TASK PROMPT: Extract each line of the data below that contains the string "ford", and copy those lines in the order they appear.

● ● ● ●

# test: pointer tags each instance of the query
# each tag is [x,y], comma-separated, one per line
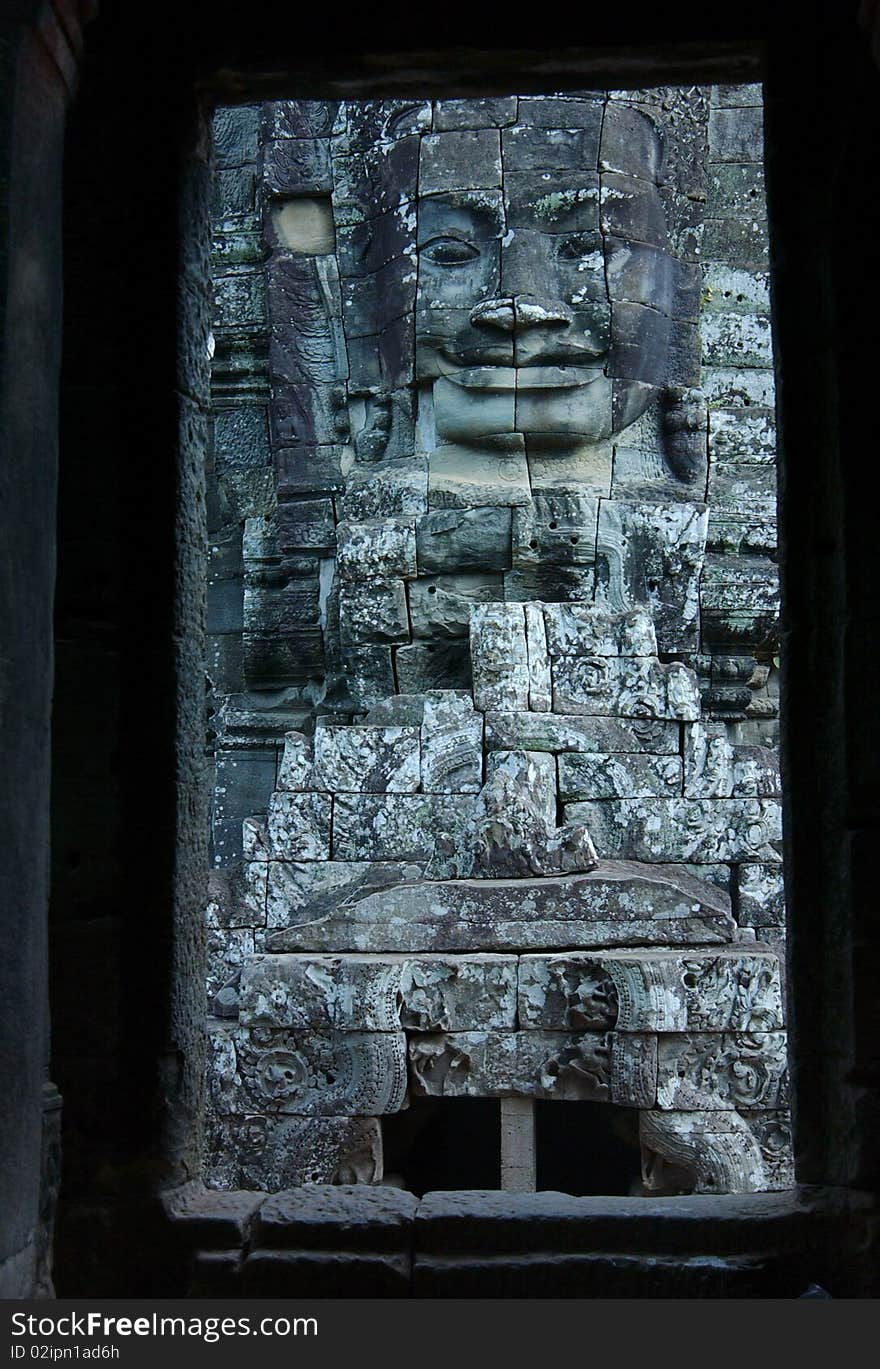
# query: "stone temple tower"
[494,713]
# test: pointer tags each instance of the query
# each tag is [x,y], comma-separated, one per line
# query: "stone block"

● ● ● ●

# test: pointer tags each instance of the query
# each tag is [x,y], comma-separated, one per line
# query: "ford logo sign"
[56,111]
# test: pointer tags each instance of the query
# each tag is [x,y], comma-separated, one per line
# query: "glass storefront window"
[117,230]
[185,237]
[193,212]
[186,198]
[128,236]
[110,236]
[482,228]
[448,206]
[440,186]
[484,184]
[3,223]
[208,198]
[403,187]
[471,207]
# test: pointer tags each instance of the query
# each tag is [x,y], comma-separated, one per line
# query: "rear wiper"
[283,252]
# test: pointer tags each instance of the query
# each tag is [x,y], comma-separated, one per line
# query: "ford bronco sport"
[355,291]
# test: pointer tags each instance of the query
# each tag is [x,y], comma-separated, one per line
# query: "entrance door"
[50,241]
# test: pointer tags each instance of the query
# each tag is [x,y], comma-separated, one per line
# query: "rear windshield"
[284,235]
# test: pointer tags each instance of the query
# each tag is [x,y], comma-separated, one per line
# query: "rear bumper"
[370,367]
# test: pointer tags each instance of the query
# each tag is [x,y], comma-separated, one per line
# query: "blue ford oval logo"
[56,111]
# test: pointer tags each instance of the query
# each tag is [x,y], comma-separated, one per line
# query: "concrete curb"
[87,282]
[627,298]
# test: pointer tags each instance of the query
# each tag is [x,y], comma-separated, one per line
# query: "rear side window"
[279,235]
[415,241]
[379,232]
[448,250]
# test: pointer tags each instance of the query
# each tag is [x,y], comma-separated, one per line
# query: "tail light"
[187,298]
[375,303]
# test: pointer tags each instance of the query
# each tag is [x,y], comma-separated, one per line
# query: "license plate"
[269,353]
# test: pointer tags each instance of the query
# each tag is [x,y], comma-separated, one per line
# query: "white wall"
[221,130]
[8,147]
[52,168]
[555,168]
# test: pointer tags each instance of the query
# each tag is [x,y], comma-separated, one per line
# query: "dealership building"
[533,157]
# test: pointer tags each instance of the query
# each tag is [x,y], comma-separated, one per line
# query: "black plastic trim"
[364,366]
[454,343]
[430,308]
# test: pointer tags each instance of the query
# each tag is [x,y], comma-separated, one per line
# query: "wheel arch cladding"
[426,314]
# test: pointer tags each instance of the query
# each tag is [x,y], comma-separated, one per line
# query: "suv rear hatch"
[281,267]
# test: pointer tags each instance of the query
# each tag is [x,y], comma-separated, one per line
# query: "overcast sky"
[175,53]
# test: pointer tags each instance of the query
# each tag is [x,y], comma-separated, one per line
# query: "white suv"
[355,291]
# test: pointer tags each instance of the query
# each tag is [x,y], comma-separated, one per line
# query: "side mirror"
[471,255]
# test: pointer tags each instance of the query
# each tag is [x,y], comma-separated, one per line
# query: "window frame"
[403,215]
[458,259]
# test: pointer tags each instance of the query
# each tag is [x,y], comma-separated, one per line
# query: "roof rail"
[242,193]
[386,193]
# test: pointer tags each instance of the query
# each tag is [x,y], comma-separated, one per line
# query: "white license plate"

● ● ● ●

ANSWER FOR THE TASK:
# query: "ford logo sign"
# query: "ford bronco sport"
# query: "blue ford oval logo"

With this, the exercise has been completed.